**Problem description:** Can the data below be set down again exactly, line for line?

**Records for the task:**
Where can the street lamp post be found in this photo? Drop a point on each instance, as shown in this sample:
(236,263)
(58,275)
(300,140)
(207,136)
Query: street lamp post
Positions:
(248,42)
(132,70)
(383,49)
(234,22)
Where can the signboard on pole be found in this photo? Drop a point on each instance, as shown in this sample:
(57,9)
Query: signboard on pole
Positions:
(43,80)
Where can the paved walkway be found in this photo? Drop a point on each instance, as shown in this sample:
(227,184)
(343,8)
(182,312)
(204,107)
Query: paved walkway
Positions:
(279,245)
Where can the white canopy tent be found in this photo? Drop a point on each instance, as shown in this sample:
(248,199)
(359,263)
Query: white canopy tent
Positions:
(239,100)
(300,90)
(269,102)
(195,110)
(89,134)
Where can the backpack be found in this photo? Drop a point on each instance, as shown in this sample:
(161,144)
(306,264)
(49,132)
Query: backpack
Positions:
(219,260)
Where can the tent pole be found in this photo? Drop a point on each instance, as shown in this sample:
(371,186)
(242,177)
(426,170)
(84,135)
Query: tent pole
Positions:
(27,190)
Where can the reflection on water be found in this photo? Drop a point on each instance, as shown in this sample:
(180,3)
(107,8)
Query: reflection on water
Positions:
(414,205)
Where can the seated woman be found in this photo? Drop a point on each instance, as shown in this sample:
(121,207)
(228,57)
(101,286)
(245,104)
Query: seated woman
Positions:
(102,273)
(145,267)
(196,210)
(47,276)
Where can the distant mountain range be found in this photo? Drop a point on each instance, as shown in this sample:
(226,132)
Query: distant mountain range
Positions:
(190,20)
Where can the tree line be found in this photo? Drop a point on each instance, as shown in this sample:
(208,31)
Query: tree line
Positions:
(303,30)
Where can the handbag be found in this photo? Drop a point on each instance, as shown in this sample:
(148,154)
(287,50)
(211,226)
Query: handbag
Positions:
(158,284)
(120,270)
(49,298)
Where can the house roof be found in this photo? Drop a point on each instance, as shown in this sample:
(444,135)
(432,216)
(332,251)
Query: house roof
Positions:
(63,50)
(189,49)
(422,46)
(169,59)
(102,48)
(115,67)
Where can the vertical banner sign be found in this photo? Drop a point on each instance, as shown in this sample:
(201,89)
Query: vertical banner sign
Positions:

**Solution for this problem:**
Where can the street lamp post be found in this photo? Drop a point on each instance, as shown in this sample:
(236,263)
(58,275)
(300,140)
(207,136)
Query: street lamp post
Positions:
(248,42)
(132,70)
(383,49)
(234,22)
Where can the signboard on pole be found in this photo? Drop a point on each instance, as shown in this sample:
(57,9)
Query: signboard on pole
Positions:
(43,80)
Where can the paved walkway be found in this photo? Drop a point on each instance, as shown in this sample:
(227,184)
(343,8)
(182,312)
(204,107)
Query: paved walkway
Positions:
(279,245)
Where can the white canopy tent be found in this photo? Drop a point on each instance, as shown in this sample:
(248,199)
(359,263)
Query: white canopy tent
Positions:
(239,100)
(300,90)
(269,102)
(195,110)
(89,134)
Where can the backpack be found in this photo? Drop a point on each instance, as shown in this sample:
(161,144)
(306,264)
(49,132)
Query: backpack
Positions:
(219,260)
Where can the tent pole be found in this photo? Drop a point on each instance, as shown in this sample:
(371,186)
(242,177)
(426,170)
(84,135)
Query: tent pole
Positions:
(27,190)
Where can the reflection on water be found in this photo? Drop a point on each instance, as shown in this sample:
(180,3)
(107,8)
Query: reflection on water
Positions:
(414,205)
Where can the seated woman be found in this photo? Drop a point on each instance, as shown in this sample:
(121,207)
(228,57)
(101,286)
(245,104)
Query: seated woman
Positions:
(102,273)
(145,267)
(196,210)
(47,276)
Where can the distant mountain range be found in this photo? Drop a point on each instance, as shown in this sample:
(226,132)
Query: distant mountain range
Positions:
(190,20)
Where can the tree line be found in this photo? Drop a point on each instance, as shown in this sample:
(208,31)
Query: tree line
Positions:
(303,30)
Where can the handbag be found in this photo? Drop a point on each instance, as shown in this sample:
(148,154)
(287,50)
(211,226)
Query: handbag
Positions:
(158,284)
(120,270)
(49,298)
Where can the house roof be found in this photo? Drop a point on each instance, as shown in this sample:
(444,135)
(432,216)
(332,251)
Query: house roof
Positions:
(63,50)
(189,49)
(422,46)
(169,59)
(102,48)
(115,67)
Where can the vertical banner sign be found in this photo? Drop a point on each instance, as shown in this sample:
(201,89)
Query: vertical banner sign
Positions:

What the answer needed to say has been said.